Raw records:
[start]

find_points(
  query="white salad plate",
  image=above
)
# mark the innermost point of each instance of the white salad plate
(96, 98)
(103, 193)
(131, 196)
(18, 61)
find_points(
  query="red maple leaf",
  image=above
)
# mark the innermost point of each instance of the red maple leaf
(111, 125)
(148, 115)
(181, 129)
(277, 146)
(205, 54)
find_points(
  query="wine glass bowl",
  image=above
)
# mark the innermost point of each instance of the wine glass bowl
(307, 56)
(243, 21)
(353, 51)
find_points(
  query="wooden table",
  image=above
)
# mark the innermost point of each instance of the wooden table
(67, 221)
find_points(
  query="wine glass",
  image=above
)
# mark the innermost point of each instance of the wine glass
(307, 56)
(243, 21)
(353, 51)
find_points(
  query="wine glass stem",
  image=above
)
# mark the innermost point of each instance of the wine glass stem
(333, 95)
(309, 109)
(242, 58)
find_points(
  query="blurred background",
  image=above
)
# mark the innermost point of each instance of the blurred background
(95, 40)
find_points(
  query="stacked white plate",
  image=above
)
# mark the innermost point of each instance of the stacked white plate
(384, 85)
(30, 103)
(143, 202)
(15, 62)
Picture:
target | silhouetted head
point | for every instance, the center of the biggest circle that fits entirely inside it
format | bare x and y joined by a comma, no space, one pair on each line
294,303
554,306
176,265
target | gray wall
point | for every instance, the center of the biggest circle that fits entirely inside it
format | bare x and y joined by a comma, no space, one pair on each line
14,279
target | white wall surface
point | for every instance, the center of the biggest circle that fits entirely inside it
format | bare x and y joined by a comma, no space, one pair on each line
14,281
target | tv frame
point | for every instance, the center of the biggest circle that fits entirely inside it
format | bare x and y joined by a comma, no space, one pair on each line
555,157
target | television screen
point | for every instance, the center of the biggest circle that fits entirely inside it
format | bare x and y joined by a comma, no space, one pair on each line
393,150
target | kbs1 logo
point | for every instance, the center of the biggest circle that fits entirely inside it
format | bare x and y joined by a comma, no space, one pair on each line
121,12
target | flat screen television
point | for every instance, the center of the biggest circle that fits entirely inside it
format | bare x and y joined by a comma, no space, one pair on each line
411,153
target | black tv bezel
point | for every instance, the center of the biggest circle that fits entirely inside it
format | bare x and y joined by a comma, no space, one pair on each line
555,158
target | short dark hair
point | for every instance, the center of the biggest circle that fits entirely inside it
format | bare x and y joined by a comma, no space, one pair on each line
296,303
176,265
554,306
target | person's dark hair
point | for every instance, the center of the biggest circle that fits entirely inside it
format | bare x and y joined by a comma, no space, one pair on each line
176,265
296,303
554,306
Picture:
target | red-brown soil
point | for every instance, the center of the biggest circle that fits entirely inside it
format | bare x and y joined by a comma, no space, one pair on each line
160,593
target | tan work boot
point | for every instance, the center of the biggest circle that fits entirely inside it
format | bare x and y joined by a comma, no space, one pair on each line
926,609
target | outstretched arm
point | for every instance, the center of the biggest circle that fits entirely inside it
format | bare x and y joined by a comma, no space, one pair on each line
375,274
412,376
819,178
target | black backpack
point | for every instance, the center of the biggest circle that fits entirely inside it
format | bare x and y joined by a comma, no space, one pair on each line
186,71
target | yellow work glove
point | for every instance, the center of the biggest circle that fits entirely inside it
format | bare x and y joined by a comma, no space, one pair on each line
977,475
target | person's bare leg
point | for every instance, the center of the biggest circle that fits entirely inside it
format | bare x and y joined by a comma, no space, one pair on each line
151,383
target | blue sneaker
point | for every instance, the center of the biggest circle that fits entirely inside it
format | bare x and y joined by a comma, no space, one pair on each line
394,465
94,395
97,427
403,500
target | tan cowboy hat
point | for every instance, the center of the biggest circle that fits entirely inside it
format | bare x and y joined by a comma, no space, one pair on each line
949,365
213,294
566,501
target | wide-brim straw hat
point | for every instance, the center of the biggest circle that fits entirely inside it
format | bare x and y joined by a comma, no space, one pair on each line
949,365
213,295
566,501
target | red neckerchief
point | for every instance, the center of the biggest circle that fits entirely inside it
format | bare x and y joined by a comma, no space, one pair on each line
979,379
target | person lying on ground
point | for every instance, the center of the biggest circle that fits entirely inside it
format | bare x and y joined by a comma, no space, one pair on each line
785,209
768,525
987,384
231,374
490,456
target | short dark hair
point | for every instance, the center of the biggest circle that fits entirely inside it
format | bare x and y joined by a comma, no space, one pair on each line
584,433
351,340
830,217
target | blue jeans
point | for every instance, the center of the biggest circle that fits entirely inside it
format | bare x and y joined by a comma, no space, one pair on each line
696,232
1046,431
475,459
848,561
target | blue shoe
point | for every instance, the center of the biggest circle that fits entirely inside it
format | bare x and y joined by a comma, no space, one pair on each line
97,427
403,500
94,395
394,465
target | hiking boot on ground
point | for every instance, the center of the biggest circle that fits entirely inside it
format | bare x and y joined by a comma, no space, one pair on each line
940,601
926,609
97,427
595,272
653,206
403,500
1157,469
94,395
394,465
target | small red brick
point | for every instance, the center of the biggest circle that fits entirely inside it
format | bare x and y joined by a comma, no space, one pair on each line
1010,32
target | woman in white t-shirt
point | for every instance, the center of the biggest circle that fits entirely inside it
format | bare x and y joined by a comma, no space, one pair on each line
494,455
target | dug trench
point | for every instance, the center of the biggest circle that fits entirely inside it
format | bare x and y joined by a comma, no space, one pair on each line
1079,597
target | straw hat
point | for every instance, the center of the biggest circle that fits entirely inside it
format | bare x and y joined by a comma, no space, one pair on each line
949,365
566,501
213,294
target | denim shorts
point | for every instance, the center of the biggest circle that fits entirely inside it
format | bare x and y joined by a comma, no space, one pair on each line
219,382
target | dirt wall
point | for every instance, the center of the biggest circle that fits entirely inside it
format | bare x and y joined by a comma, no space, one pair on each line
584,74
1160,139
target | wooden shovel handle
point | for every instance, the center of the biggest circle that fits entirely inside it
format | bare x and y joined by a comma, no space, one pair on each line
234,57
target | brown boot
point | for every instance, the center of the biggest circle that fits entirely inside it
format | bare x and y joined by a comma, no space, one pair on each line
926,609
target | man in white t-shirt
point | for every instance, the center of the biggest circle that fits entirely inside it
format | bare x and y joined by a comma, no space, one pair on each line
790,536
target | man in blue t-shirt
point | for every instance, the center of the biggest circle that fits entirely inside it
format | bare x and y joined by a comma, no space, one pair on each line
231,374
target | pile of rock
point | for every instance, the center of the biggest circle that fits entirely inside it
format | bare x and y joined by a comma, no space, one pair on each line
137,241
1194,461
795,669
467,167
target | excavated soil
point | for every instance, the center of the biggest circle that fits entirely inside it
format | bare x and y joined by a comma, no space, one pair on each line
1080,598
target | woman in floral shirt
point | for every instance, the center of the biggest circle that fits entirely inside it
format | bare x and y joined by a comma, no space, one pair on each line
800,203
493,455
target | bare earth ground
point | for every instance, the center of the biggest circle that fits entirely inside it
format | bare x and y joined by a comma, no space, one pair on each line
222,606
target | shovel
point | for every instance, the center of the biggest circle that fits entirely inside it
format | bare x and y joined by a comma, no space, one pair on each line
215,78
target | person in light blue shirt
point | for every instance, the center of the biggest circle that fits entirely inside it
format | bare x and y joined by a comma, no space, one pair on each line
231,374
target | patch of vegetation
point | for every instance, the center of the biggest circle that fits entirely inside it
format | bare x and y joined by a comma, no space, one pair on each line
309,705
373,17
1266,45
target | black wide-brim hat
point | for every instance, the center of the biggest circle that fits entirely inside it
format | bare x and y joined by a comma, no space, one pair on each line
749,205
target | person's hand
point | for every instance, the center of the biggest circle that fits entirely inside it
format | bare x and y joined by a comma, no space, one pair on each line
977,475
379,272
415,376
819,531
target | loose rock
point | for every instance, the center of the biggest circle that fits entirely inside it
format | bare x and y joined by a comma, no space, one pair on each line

[end]

### [What this task involves]
Your task is to transcribe the line containing "target | pile of rock" and every line after it, through the last line of the data, exactly as written and with nothing more.

### [Answer to the task]
target | pile of rock
point | for every instance, the center of the biggest circle that fits entirely inside it
format | bare x and y joined by a comma, no space, one pair on each line
137,241
1194,461
795,669
467,167
target | excavated soil
point | for every instance, the center of the biggest circle that fits entirely inside it
format | bare x and y joined by a comma, no space, one pair on each line
1080,598
target | woman in floral shirt
point | for every instance, the center of the biggest circle that fits entirely inside it
format | bare x and y joined by a comma, no space, one pair on each line
800,203
493,455
target | bare earth ground
point | for every instance, the center of the biggest circle that fits entirely inside it
format | bare x and y joined by a comma, no space, one pair on each line
222,606
target | shovel
point | for every instance, the center of the biggest circle that fits entirely inside it
format | bare x and y joined by a comma, no space, one pair on each line
215,78
target | person in light blue shirt
point | for every instance, the center of the biggest circle that fits entirely inside it
format | bare x and y joined by a comma, no space, one pair on each line
231,374
target | patch of vegetation
point | for every instance, the center of the biggest circle that fits entirely inside it
format | bare x and y joined by a comma, no space, one pair on each line
309,705
373,17
1266,45
target | black wide-brim hat
point | for every instance, the center of the biggest circle that fits entirely inside it
format | bare x and y joined by a comma, no space, one pair on each line
749,205
target | person's hand
point | for every instance, the center of the biggest circle that fits entirely inside it
format | bare x and y joined by a comma, no space, one pair on each line
977,475
379,272
415,376
819,531
target | loose rock
point | for every instance, the center of the biggest circle that fits entirely inside it
format | bare x and y joined by a comma, no space, one pair on each line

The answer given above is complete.